━━ Record set ━━

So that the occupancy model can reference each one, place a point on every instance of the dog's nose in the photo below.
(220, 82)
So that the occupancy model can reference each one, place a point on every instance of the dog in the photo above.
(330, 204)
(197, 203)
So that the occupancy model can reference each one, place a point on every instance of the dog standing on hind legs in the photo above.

━━━

▶ Work task: Beginning with the line that contains "dog in the photo above.", retype every remaining line of the listing exactly, ending with the last one.

▶ Solved problem:
So that the occupancy model can reference each one, place a point on every instance of the dog in the photo above.
(330, 204)
(197, 203)
So that the occupancy model can reference each one, place a point on every instance of the dog standing on hind legs in the photo above.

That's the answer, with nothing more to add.